Stated goal.
Copy the lines starting at the one that contains "Put a marker on every instance of the lion's nose, one" and stopping after the one that contains "[(144, 64)]", requests included. Add -12 to every coordinate in the answers.

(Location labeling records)

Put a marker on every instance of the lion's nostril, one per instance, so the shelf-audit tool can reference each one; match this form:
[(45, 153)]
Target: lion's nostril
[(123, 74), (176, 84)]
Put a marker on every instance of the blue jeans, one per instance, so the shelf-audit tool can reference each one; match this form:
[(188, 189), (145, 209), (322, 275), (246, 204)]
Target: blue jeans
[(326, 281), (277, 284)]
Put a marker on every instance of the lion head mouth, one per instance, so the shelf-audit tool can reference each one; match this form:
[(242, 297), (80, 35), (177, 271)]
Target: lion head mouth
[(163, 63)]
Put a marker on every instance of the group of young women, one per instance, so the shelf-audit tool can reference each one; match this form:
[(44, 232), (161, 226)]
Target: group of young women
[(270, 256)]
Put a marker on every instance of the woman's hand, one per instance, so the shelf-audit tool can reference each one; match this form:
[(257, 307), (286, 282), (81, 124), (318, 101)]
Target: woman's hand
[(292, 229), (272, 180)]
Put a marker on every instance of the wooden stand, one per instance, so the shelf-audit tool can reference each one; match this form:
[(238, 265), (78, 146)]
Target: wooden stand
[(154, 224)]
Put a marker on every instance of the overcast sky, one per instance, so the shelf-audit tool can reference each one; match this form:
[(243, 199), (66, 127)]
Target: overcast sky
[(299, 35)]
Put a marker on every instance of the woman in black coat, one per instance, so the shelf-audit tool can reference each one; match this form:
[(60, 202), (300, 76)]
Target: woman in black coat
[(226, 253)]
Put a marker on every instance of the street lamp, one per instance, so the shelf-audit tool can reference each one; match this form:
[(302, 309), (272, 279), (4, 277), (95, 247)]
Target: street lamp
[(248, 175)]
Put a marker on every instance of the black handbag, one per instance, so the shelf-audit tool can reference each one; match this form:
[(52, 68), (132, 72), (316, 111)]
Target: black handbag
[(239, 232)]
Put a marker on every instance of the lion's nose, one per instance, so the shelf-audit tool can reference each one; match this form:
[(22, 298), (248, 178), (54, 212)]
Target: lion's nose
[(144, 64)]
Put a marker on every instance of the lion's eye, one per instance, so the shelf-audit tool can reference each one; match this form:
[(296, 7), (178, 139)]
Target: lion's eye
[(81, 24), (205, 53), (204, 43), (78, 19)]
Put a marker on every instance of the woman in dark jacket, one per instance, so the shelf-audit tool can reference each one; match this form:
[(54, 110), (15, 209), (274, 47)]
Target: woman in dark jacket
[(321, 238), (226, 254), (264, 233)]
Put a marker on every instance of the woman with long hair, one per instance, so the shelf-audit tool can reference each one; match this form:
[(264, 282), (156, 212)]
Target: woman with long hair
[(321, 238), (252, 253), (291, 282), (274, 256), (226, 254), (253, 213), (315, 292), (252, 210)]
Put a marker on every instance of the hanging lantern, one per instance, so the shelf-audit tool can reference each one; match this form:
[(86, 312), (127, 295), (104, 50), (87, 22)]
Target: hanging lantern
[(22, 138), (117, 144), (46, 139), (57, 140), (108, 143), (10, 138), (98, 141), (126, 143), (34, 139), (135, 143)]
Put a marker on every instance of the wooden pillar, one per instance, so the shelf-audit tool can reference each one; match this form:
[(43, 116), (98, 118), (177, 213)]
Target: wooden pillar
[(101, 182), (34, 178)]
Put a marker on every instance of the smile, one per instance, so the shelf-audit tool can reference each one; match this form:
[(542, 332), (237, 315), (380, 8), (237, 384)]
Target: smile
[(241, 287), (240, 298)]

Written answer.
Put a marker on every instance of the lion's nose, one per instance, so the shelf-audit tool can reference each one; match this form:
[(22, 298), (248, 178), (54, 212)]
Target: lion's nose
[(132, 52)]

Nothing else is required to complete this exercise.